Excerpted text ->
####################

I have read the commission’s report cover-to-cover and believe it’s well-written, concise and to the point. I’m anxious to see where serious conversation heads from here.
The report lays out succinctly the goals of the commission:
- Reduce the deficit by $4 trillion dollars by 2020.
- Reduce the deficit to 2.3% of GDP by 2015.
- Sharply reduce tax rates.
- Cap revenue at 21% of GDP and get spending below 21% of GDP.
- Ensure Social Security solvency for the long run.
- Stabilize debt by 2014 and reduce debt to 60% of GDP by 2023.
The report details six components aimed at achieving those goals:
1. Cut discretionary spending. In the past decade, non-war discretionary spending has increased 64%. The commission suggests capping such spending through 2020. Among a number of very specific proposals, the plan also requires the president to propose annual limits for war spending and establishing a disaster fund to budget honestly for catastrophes. An agency would be created to begin identifying savings. And a committee would be established to increase high-priority investments and cut low-priority spending in federal programs. A three-year pay freeze would be imposed on federal workers.
2. Reform America’s tax code. As the report says, our tax code is broken. Our current tax system contains countless tax expenditures amounting to $1.1 trillion per year. Our corporate income tax structure hurts our ability to compete by making us one of the only industrialized countries taxing foreign income. Tax reform should lower tax rates, reduce the deficit and simplify the tax code. The commission calls for fast-track comprehensive tax reform by 2012.
3. Set total federal budgetary commitments to health care. Reducing health care spending is our single largest fiscal challenge. Without far-reaching reform, federal health care spending will grow from nearly 6% of GDP in 2010 to about 10% in 2035. The commission recommends, for starters, targeting a budget for total federal health care costs and limiting the growth to GDP plus 1%. Proposed reforms to Medicare, Medicaid and other programs are numerous but include setting payment targets for physician services, based on a sustainable growth rate. Virtually every area of federal health spending is targeted for change.

####################

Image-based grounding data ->

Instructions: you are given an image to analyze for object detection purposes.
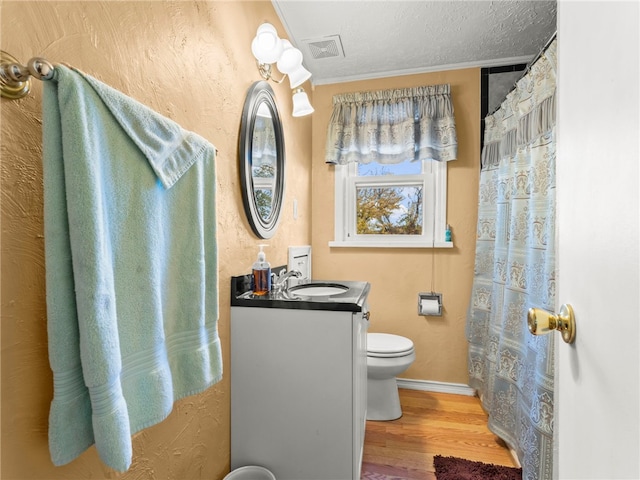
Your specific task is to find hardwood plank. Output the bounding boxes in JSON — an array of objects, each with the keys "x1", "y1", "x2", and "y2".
[{"x1": 362, "y1": 389, "x2": 517, "y2": 480}]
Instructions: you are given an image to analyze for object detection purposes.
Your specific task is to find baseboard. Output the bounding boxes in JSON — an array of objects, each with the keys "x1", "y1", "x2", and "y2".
[{"x1": 396, "y1": 378, "x2": 476, "y2": 397}]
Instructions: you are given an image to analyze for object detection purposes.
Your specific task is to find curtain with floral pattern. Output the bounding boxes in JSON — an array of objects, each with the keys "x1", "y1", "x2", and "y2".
[
  {"x1": 466, "y1": 39, "x2": 557, "y2": 480},
  {"x1": 325, "y1": 85, "x2": 458, "y2": 165}
]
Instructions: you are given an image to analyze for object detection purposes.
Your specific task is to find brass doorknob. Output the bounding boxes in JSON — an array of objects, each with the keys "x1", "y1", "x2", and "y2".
[{"x1": 527, "y1": 303, "x2": 576, "y2": 343}]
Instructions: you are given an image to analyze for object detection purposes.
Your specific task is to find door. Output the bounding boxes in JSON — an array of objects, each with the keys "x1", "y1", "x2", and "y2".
[{"x1": 554, "y1": 0, "x2": 640, "y2": 480}]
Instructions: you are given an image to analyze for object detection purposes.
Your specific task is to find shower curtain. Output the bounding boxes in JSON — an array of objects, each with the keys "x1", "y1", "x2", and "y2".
[{"x1": 466, "y1": 39, "x2": 557, "y2": 480}]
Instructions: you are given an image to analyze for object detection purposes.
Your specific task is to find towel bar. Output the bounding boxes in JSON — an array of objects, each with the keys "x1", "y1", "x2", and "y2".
[{"x1": 0, "y1": 50, "x2": 53, "y2": 100}]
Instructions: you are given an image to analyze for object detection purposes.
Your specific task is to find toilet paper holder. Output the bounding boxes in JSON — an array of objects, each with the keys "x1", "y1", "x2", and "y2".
[{"x1": 418, "y1": 292, "x2": 442, "y2": 317}]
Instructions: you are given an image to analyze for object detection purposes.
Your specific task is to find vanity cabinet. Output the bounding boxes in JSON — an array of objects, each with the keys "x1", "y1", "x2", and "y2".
[{"x1": 231, "y1": 306, "x2": 369, "y2": 480}]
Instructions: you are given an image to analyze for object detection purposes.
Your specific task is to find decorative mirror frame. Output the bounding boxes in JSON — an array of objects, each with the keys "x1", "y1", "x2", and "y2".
[{"x1": 238, "y1": 81, "x2": 285, "y2": 238}]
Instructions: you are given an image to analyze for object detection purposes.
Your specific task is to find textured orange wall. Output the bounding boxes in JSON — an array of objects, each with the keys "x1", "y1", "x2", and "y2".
[
  {"x1": 0, "y1": 0, "x2": 311, "y2": 480},
  {"x1": 312, "y1": 68, "x2": 480, "y2": 384}
]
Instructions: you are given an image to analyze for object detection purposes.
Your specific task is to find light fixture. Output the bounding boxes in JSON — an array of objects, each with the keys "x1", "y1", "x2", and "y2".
[{"x1": 251, "y1": 23, "x2": 313, "y2": 117}]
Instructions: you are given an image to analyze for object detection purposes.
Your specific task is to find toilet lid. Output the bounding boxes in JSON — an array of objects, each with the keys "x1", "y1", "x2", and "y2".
[{"x1": 367, "y1": 333, "x2": 413, "y2": 357}]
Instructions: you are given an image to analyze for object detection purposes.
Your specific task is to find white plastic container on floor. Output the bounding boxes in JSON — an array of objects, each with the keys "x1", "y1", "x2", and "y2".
[{"x1": 223, "y1": 465, "x2": 276, "y2": 480}]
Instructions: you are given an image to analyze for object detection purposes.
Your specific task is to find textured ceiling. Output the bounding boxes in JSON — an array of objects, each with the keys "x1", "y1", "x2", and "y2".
[{"x1": 272, "y1": 0, "x2": 556, "y2": 85}]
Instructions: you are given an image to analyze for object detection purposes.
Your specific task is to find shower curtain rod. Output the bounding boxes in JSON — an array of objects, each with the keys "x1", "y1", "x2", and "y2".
[
  {"x1": 0, "y1": 50, "x2": 54, "y2": 100},
  {"x1": 485, "y1": 30, "x2": 558, "y2": 118}
]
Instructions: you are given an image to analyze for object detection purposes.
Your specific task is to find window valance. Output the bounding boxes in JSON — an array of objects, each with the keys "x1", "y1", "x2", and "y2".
[{"x1": 325, "y1": 85, "x2": 458, "y2": 165}]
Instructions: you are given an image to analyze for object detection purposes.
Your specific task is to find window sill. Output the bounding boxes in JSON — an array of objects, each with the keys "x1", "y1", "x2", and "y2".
[{"x1": 329, "y1": 241, "x2": 453, "y2": 248}]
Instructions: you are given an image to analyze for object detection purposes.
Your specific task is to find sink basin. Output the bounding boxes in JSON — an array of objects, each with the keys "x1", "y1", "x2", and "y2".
[{"x1": 289, "y1": 283, "x2": 349, "y2": 297}]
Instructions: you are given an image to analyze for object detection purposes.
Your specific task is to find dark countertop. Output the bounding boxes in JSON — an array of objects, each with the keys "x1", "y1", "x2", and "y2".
[{"x1": 231, "y1": 275, "x2": 371, "y2": 312}]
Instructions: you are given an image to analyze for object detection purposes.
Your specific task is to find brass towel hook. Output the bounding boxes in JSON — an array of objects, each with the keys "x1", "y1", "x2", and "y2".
[
  {"x1": 0, "y1": 50, "x2": 54, "y2": 100},
  {"x1": 527, "y1": 303, "x2": 576, "y2": 343}
]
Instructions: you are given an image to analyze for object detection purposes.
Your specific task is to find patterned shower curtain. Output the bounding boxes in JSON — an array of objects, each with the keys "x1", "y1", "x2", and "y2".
[{"x1": 466, "y1": 39, "x2": 557, "y2": 480}]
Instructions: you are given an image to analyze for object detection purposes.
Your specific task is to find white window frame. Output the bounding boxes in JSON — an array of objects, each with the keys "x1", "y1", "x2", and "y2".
[{"x1": 329, "y1": 160, "x2": 453, "y2": 248}]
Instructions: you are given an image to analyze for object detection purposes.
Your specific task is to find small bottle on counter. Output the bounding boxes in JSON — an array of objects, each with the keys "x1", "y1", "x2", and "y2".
[{"x1": 251, "y1": 245, "x2": 271, "y2": 295}]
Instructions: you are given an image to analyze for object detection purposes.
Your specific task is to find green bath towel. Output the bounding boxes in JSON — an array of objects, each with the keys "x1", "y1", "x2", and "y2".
[{"x1": 43, "y1": 66, "x2": 222, "y2": 471}]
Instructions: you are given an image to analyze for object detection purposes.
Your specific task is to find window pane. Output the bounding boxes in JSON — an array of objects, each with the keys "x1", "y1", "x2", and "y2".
[
  {"x1": 356, "y1": 185, "x2": 422, "y2": 235},
  {"x1": 253, "y1": 188, "x2": 273, "y2": 220},
  {"x1": 358, "y1": 160, "x2": 422, "y2": 177}
]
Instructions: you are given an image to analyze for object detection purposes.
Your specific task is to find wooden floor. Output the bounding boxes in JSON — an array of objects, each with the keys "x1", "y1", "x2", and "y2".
[{"x1": 361, "y1": 389, "x2": 516, "y2": 480}]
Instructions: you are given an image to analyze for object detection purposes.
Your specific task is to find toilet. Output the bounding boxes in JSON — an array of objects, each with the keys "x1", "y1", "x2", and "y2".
[{"x1": 367, "y1": 333, "x2": 416, "y2": 420}]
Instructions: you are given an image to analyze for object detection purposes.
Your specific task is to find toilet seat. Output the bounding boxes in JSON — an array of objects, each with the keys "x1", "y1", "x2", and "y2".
[{"x1": 367, "y1": 333, "x2": 413, "y2": 358}]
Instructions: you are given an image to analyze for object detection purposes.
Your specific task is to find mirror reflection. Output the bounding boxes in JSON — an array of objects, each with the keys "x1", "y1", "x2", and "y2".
[
  {"x1": 251, "y1": 102, "x2": 278, "y2": 221},
  {"x1": 238, "y1": 81, "x2": 284, "y2": 238}
]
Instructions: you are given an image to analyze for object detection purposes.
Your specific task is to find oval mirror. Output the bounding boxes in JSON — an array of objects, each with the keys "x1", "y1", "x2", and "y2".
[{"x1": 238, "y1": 81, "x2": 284, "y2": 238}]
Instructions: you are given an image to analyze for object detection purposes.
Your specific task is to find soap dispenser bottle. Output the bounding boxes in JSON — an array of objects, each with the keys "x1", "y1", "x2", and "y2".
[{"x1": 251, "y1": 245, "x2": 271, "y2": 295}]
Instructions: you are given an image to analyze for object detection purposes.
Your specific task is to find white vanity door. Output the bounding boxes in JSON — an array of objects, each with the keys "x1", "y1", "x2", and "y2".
[{"x1": 231, "y1": 307, "x2": 366, "y2": 480}]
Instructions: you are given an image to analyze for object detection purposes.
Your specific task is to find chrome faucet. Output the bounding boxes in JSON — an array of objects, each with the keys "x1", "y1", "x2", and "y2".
[{"x1": 271, "y1": 270, "x2": 302, "y2": 292}]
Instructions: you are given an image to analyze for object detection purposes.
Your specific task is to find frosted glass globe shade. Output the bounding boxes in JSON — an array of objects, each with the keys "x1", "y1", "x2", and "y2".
[{"x1": 251, "y1": 23, "x2": 282, "y2": 64}]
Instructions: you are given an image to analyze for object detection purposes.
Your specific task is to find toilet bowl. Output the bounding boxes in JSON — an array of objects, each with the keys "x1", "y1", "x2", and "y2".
[{"x1": 367, "y1": 333, "x2": 416, "y2": 420}]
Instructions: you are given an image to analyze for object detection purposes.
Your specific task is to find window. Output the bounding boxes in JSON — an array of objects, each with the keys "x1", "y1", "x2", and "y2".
[{"x1": 329, "y1": 160, "x2": 452, "y2": 248}]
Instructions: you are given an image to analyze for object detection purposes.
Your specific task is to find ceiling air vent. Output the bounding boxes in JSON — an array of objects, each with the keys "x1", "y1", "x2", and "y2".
[{"x1": 303, "y1": 35, "x2": 344, "y2": 59}]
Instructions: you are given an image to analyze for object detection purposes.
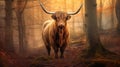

####################

Tasks to carry out ->
A. Repeat the passage on the deficit commission's report from "The report lays" to "GDP by 2023.".
B. According to the passage on the deficit commission's report, how does the corporate income tax structure hurt America's ability to compete?
This listing comes from a separate source that has no connection to the passage on the deficit commission's report.

Answers to the exercise ->
A.
The report lays out succinctly the goals of the commission:
- Reduce the deficit by $4 trillion dollars by 2020.
- Reduce the deficit to 2.3% of GDP by 2015.
- Sharply reduce tax rates.
- Cap revenue at 21% of GDP and get spending below 21% of GDP.
- Ensure Social Security solvency for the long run.
- Stabilize debt by 2014 and reduce debt to 60% of GDP by 2023.

B. It hurts competitiveness by making the United States one of the only industrialized countries that taxes foreign income.